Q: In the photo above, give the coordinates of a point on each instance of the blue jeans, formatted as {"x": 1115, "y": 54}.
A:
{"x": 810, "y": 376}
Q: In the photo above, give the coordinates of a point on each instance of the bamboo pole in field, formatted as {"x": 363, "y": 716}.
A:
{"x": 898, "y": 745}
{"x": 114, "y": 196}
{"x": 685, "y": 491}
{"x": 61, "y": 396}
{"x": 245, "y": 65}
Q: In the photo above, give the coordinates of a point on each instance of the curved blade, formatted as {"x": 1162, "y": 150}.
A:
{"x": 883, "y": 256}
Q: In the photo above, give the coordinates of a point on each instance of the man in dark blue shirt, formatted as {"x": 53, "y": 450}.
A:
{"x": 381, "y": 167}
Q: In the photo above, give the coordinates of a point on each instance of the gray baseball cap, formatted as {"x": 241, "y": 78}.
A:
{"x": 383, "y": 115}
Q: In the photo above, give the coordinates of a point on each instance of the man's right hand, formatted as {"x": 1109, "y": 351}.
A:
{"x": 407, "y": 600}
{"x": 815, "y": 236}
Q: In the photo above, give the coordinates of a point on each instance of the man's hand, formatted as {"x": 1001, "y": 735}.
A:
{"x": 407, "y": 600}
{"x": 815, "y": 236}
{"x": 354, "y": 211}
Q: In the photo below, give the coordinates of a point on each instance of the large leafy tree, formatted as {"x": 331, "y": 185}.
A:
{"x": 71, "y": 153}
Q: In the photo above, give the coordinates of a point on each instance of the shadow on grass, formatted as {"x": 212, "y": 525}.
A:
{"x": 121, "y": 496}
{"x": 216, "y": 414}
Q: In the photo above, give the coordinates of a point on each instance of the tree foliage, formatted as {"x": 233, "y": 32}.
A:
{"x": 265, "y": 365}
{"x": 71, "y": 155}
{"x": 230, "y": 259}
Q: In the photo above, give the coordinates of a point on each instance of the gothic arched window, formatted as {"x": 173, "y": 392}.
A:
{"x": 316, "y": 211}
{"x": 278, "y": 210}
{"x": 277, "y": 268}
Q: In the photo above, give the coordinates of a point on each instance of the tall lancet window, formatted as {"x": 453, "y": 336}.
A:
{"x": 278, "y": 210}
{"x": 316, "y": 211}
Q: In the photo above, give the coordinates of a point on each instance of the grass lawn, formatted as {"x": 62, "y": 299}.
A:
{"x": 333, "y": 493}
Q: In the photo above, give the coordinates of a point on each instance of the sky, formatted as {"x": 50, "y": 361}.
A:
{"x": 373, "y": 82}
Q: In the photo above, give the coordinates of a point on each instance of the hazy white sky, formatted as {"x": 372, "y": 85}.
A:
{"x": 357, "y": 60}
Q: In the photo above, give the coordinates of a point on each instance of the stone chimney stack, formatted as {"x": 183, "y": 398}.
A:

▶ **THE EXERCISE**:
Reproduce all of the data above, line for line and without any changes.

▶ **RESULT OF THE TASK**:
Q: In the photo above, give the coordinates of a point on each instance of the blue jeans, formatted as {"x": 1115, "y": 54}.
A:
{"x": 810, "y": 376}
Q: In the photo above, give the coordinates of a point on each instance of the bamboo pole in field, formatted as {"x": 363, "y": 716}.
A:
{"x": 898, "y": 745}
{"x": 114, "y": 196}
{"x": 685, "y": 491}
{"x": 61, "y": 396}
{"x": 245, "y": 65}
Q: In the photo above, give the coordinates of a point on each instance of the curved blade, formatted as {"x": 1162, "y": 150}.
A:
{"x": 883, "y": 256}
Q: In the photo above, give the coordinates of a point on each instance of the man in dark blue shirt, formatted as {"x": 53, "y": 450}.
A:
{"x": 381, "y": 167}
Q: In the photo above, give the coordinates of a point on each instance of the gray baseball cap, formatted as {"x": 241, "y": 78}.
A:
{"x": 383, "y": 115}
Q: In the photo above, give the coordinates of a point on each instance of the man's right hand, formatted as {"x": 1109, "y": 351}.
A:
{"x": 407, "y": 600}
{"x": 815, "y": 236}
Q: In the photo above, give the coordinates of a point on each instance of the man's hand, formatted as {"x": 1001, "y": 735}.
A:
{"x": 407, "y": 600}
{"x": 815, "y": 236}
{"x": 354, "y": 211}
Q: In the photo below, give the coordinates of a point on each instance of the large leafy tree, formatted as {"x": 331, "y": 185}.
A:
{"x": 71, "y": 153}
Q: In the photo above, give the coordinates of a point on each instance of the shadow on grass, formatted as {"x": 212, "y": 525}.
A:
{"x": 121, "y": 496}
{"x": 216, "y": 414}
Q: In the photo above, give the coordinates of a point on each instance of the tree foliage, formatted as {"x": 233, "y": 32}.
A:
{"x": 265, "y": 365}
{"x": 71, "y": 155}
{"x": 230, "y": 259}
Q: In the photo above, give the coordinates of a point on each instance of the gothic arched window, formatted as {"x": 173, "y": 392}.
A:
{"x": 316, "y": 211}
{"x": 278, "y": 210}
{"x": 277, "y": 268}
Q: In the photo above, give the coordinates of a point on each instance of the tall lancet window, formatted as {"x": 453, "y": 336}.
A:
{"x": 278, "y": 210}
{"x": 316, "y": 211}
Q: In the photo above, give the coordinates of a point on each instance of the grass lawn, formatted as {"x": 62, "y": 299}.
A:
{"x": 333, "y": 493}
Q: In the photo above, give the coordinates of a point on each instance of the sky, formatted as {"x": 50, "y": 361}.
A:
{"x": 373, "y": 82}
Q: In the photo above, give the coordinates of a point on each instance of the hazy white sky, formatted as {"x": 372, "y": 85}.
A:
{"x": 357, "y": 60}
Q: In the photo above, give the coordinates of a point on each instance of the stone chimney stack, formatted as {"x": 183, "y": 398}.
A:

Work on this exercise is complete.